GraphicsRow[{DensityPlot[Sin[Norm[{x, y}]], {x, -10, 10}, {y, -10, 10}],
             colorbar[]}]

Mathematica graphics

The colour bar has too much space around it. How can I specify the amount of space GraphicsRow should give a particular item?

Alternatively, what is a better way to include the colour bar?


Answer summary

After experimenting with this for a while, it seems that the situation is the following (simplified):

  • Grid and friends (Row, Column) will size the grid cells to fit each item individually (cells resized to fit items).

  • GraphicsGrid will first set up a grid with fixed cell sizes, then fit each item into the cells (items resized to fit cells).

GraphicsGrid-like solutions are more convenient when the whole graphic need to be sized to a specification.

István's answer hacks GraphcisRow by setting a negative spacing and thus pushing the elements closer together. It's the most convenient for this situation, but it doesn't generalize for many cells.

R.M.'s solution suggests using Grid instead. This generalizes well, but requires pre-sizing all items individually, and no resizing is possible after (e.g. just before import).

Since GraphicsGrid is implemented in terms of Inset, the most general easily resizable solution would be implementing a GraphicsGrid-like construct where cell size ratios can be specified. kguler's last answer illustrates this best.

## Instructions
• 1. In the color bar discussion, how does GraphicsGrid fit items into its layout?
• 2. Which people whose answers are summarized does the color bar discussion name? List all of them.
• 3. Copy the color bar discussion from "István's answer hacks" up to and including "just before import).".

## Records
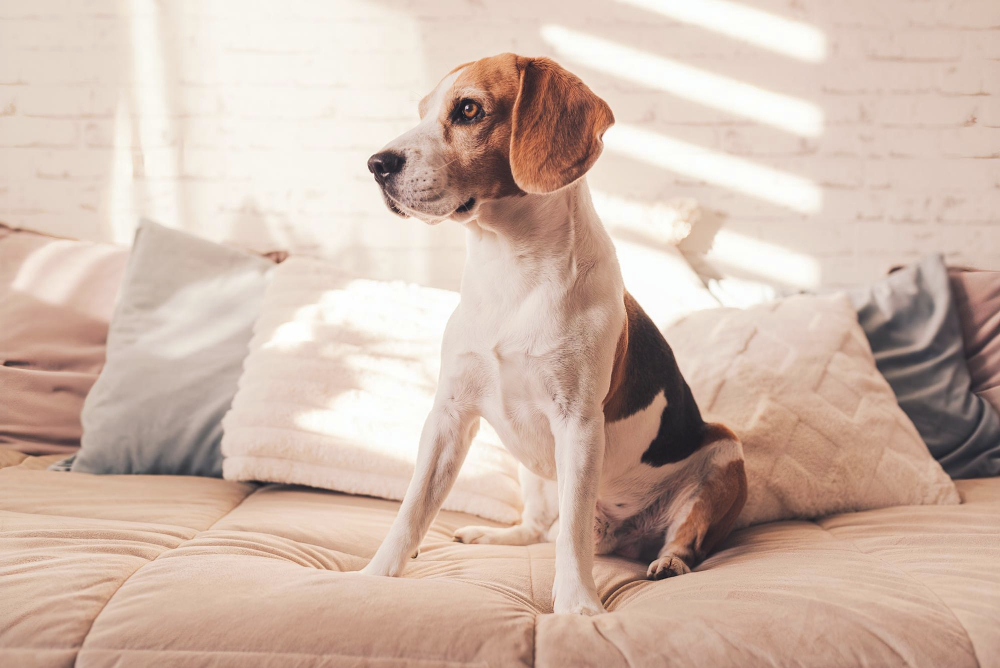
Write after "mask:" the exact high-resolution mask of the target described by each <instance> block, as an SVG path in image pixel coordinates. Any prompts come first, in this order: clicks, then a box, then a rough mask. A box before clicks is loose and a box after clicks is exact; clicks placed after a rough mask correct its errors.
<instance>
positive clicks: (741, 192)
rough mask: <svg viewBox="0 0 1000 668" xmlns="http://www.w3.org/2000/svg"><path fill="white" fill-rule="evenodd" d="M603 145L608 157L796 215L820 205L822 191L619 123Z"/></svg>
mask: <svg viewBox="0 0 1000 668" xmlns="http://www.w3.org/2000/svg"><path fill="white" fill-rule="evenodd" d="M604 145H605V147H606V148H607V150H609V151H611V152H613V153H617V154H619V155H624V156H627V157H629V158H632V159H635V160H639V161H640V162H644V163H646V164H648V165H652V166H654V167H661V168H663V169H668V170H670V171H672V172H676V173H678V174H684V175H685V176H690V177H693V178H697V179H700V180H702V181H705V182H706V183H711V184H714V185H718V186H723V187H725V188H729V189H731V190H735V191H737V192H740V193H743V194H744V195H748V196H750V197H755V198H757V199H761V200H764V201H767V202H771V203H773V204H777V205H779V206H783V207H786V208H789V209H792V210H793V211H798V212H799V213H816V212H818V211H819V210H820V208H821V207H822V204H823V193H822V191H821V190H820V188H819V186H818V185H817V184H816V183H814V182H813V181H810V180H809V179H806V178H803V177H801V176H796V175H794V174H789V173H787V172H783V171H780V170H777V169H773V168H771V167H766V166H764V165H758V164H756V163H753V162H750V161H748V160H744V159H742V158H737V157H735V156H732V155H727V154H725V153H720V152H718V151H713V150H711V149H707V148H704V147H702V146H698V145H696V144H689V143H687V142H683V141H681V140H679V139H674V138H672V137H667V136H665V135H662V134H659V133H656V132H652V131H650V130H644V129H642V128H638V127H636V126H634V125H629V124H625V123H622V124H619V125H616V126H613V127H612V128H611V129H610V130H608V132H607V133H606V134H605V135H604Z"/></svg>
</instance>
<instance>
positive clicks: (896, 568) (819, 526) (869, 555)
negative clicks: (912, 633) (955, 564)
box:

## Answers
• 1. It first sets up a grid with fixed cell sizes, then resizes each item to fit into the cells.

• 2. István, R.M., kguler

• 3.
István's answer hacks GraphcisRow by setting a negative spacing and thus pushing the elements closer together. It's the most convenient for this situation, but it doesn't generalize for many cells.

R.M.'s solution suggests using Grid instead. This generalizes well, but requires pre-sizing all items individually, and no resizing is possible after (e.g. just before import).